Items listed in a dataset
__________

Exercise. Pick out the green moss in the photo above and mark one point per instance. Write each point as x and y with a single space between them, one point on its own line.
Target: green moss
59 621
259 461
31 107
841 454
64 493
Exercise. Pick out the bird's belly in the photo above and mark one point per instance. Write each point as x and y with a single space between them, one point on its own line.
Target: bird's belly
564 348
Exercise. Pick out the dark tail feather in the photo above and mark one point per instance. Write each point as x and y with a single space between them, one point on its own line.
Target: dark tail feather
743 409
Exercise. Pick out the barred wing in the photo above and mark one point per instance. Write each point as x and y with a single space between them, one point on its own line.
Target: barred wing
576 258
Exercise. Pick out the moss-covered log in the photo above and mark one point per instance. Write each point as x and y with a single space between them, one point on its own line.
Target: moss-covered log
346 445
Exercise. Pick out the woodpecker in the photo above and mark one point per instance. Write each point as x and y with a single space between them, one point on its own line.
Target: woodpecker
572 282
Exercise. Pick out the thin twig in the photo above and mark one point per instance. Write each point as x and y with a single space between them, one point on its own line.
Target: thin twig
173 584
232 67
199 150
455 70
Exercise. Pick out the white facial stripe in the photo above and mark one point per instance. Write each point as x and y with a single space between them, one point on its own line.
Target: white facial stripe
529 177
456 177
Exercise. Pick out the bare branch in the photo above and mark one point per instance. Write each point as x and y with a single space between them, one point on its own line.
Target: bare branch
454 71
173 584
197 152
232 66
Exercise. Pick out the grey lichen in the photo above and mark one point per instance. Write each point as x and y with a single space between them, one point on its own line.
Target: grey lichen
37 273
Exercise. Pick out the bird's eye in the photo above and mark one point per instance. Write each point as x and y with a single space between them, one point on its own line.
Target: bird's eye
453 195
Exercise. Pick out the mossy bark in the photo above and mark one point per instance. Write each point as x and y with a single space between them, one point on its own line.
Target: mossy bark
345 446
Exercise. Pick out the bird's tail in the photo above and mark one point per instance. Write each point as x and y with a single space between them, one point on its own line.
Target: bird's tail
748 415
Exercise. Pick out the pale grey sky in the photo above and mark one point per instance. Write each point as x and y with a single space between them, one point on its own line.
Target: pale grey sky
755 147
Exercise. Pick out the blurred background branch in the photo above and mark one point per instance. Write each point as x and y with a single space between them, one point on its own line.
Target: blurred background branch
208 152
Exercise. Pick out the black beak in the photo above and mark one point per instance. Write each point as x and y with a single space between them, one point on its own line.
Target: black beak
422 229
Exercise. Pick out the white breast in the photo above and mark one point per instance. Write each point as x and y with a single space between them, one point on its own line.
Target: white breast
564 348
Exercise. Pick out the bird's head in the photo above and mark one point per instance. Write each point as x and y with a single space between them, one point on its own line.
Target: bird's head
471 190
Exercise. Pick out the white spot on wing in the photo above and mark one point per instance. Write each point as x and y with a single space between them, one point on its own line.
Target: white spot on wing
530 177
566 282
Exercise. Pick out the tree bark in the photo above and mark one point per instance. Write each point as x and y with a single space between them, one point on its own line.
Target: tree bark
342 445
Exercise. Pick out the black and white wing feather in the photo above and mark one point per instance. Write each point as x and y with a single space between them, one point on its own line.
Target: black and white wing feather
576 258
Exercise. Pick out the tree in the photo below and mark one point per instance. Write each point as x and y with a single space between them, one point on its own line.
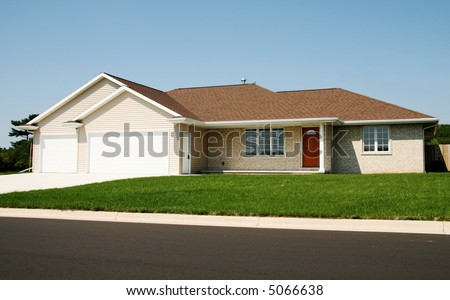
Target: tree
18 156
21 133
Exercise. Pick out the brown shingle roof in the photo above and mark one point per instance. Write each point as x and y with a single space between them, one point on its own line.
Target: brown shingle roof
252 102
350 106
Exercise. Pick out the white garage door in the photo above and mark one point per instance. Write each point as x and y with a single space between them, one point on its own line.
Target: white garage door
59 154
116 154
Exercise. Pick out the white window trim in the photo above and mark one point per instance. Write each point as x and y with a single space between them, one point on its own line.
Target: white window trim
257 143
376 152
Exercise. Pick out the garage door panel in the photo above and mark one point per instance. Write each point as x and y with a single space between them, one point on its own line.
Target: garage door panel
132 158
59 154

__________

Your instructions –
Express every one of the records above as a two-column CSV with the headers "prompt" and "points", one row per record, putting each record's text and its answer in separate quoted fields with line breaks replaced by spaces. Leave the pictures out.

Task solution –
prompt,points
"Exercise. Pick out the green moss in the photo above and mark one point per instance. Write each point as x and y with a single space between them, one point on its own line. Target: green moss","59 621 259 461 31 107 841 454 64 493"
"Exercise. Pick out the bird's belly in the photo above and mark one point per instance. Write each point as x and y with a single space between them, one point on its own line. Target: bird's belly","564 348"
"Exercise. Pick out the dark tail feather in the photo above and mark one point per instance. Write each point as x and y with a single space between them, one point on its own line. Target: dark tail feather","743 409"
"Exercise. Pick out the barred wing in the photo above and mark one point per instance. Write each point as x and y with a single space between them, one point on its own line. Target: barred wing","576 258"
"Exercise. Pick out the moss-covered log in the photo above and mark one point per instance. Write each point as x and y with a single space between them, one point on its own line. Target: moss-covered log","346 445"
"Exercise. Pick out the woodpecker in the photo above and mark one point per instance. Write each point as x and y with a single space between them, one point on its own line. Target: woodpecker","572 282"
"Exercise. Pick out the thin twig in the photo above and mark one point per instance. Write each point as x and y with a single space between them, one point on its own line. Target: thin twig","173 584 232 67 199 150 455 70"
"Exercise. Pick out the white facial stripe in the photo above and mark one point per instance. Write each point as x and y with a single space between them, one point on its own line. Target: white facial stripe","529 177 456 177"
"Exercise. Pick out the bare branch in the photo above and mark one point per instance. Write each point as x and y with a single space between them, one point on its own line. Target: bare branch","454 71 173 584 197 152 232 66"
"Exercise. Pick out the grey lichen in the photo above and mark one point per instance. Write each point as x and y with a single space between them, one point on its own line. Target: grey lichen","37 273"
"Exercise. Pick out the bird's eye in the photo above and mark one point per instance. Write each point as x and y with a single space between them, one point on its own line. Target: bird's eye","453 195"
"Exercise. Pick out the mossy bark in the photo above and mark one point per instance. Write each point as x and y with a single space between them, one point on its own line. Target: mossy bark","345 446"
"Exercise. Pick out the bird's tail in the photo above and mark one point per instance. Write each point as x and y with a single space between them, one point on its own line. Target: bird's tail","748 415"
"Exercise. Pick out the pale grey sky in the photo above and mark one point per instance. Write each point as x and y with a single space between them, one point on its own line. Target: pale grey sky","755 147"
"Exercise. Pick out the blurred background branch in the photo above and mark one point per instance. Write each point as x and y with a single space between them, one point on its own line. Target: blurred background branch","208 152"
"Exercise. Pick out the black beak in the photo above and mark one point per instance. Write each point as x and y with a single space between them, one point on its own line. Target: black beak","422 229"
"Exercise. Pick out the white breast in the photo above and mark one point per instance. Write each point as x and y with a single space between them, one point on its own line. Target: white breast","564 348"
"Exercise. Pick out the bird's head in the photo above and mark one point per instance. Write each point as x and y with a single space between them, one point on its own line. Target: bird's head","471 190"
"Exercise. Pick out the white spot on wing in the photo above and mark one point per instance. Write each point as x and y with a single space between them, one point on its own line. Target: white spot on wing","530 177 566 282"
"Exercise. Pick out the tree bark in the photo above and mark one point per instance. Write each point as x and y with a single space between them, one point on its own line. Target: tree bark","342 445"
"Exercise. Pick out the black and white wing feather in the photo above and mark one point per instance. Write each point as x and y with a single space between them, one point on its own line. Target: black and white wing feather","576 258"
"Exercise. Pick out the tree in the photo below and mark one point per instance. Write each point as x and y with a single space between them, one point on its own line. Target: tree","18 156 21 133"
"Exercise. Pick out the brown shingle roof in the photo above and mark one point per instance. Write each point as x and y with a single space between them, one point on its own line. Target: brown shingle roof","252 102 350 106"
"Exercise. Pick out the white garage door in the photo above and mark one point per instance. Write each point as x and y with a single space between them, one point on its own line. Target: white garage door","59 154 116 154"
"Exercise. Pick out the white window trim in the photo above and mark one point per instance. Write each point as x and y with a single space between them, one point on its own line. Target: white window trim","257 143 376 152"
"Exercise. Pick out the garage door panel in the photo above and mark one point per instance. Write each point as x and y with a single space between them, one point on its own line. Target: garage door panel","132 158 59 154"